[Named-object pointing records]
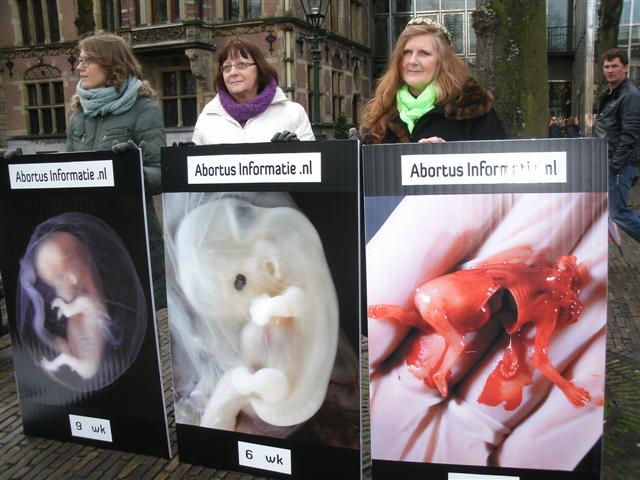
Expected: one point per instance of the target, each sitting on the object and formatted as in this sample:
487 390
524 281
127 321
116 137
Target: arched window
45 101
39 21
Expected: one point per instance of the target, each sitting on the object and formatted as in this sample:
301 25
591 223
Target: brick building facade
176 42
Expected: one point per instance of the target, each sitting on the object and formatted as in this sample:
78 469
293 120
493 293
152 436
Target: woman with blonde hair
427 95
114 109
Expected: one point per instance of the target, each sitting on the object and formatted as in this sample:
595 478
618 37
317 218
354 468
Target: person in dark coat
114 109
573 127
554 128
426 94
619 122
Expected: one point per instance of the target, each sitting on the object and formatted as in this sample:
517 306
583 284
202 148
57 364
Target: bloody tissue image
254 314
487 323
464 301
82 310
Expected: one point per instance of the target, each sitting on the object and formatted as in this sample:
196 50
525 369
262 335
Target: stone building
176 42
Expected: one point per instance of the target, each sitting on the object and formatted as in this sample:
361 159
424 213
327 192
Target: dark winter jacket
471 117
554 131
143 122
619 122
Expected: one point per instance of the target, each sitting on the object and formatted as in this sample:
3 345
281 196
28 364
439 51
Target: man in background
619 122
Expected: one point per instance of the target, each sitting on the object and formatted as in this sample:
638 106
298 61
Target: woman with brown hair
426 94
114 109
249 107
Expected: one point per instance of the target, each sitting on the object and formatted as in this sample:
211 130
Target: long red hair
451 75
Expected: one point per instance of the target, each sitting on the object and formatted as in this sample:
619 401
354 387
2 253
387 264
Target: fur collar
145 91
474 101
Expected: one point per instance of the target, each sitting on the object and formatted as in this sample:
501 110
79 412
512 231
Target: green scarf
411 108
103 101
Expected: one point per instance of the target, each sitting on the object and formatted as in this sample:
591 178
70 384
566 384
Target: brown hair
614 53
237 48
113 54
450 76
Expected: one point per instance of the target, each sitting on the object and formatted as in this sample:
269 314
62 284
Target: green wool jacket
143 122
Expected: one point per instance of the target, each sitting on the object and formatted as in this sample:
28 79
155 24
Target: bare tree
512 62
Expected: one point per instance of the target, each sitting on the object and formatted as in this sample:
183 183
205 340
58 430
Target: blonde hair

● **Exercise**:
Copy all the lines of data exactly as they appear, dropping any images.

● **Exercise response**:
Expected: one point per instance of the target, each sitting on the object and formatted as in this sample:
487 390
524 281
127 321
116 137
Target: arched window
45 101
39 21
Expected: one point per instance of the target, each sitting on the object and formatted as in this sample:
301 25
591 223
Target: brick building facade
176 42
Expected: one point per instance of the target, each sitting on the object and formatted as in this sample:
78 469
293 120
493 293
152 436
Target: woman with blonde hair
427 95
114 109
Expected: one point per instance of the target, each sitting on the object and formatted as in this sample:
595 478
618 37
317 218
354 468
Target: person in dark coat
114 109
573 127
554 128
426 94
619 122
Expected: one point per instance of the target, each sitting on the object and formatted as in this sample:
517 306
583 284
202 148
57 364
Target: bloody tissue image
254 314
487 323
464 301
82 310
Expected: one point per instance of the target, each sitting on the object and formatted as in this sample:
196 50
525 369
262 335
Target: stone building
176 42
Expected: one point per instance of the target, each sitting on the object and formatted as in this sample:
361 159
424 213
327 192
Target: dark winter jacket
471 117
554 131
143 122
619 122
Expected: one point per instance of the target, each sitting on the object and formatted as in this sample:
3 345
281 196
28 364
439 51
Target: man in background
619 122
Expected: one point per instance of the target, each sitting on the object and formatted as in this sample:
638 106
298 61
Target: woman with brown hair
426 94
114 109
249 107
Expected: one point per instance of the target, each sitting on the object and formatted as in this sample:
211 130
Target: long red hair
451 75
Expected: one point per instance of the target, each sitting on the object and formatted as in this sample:
619 401
354 387
2 253
387 264
Target: fur collar
145 91
474 101
Expected: one point per instance of the target, each sitting on the object and formatted as in this sample:
501 110
79 412
512 231
Target: green scarf
411 108
103 101
Expected: one point per instance of the target, each sitting on the object and formatted as in this sample:
591 178
70 384
566 384
Target: brown hair
614 53
237 48
113 54
450 76
Expected: one point per instance of the target, each sitting on the object and formatted as in this sample:
269 314
62 284
Target: green wool jacket
143 122
Expected: one point per instance of the target, each sitting on the object and formatted as in this sample:
28 79
155 24
Target: bare tree
512 62
Expected: one point per instance of the target, each sitting on the object and formatted as in this sample:
183 183
205 340
58 430
Target: blonde hair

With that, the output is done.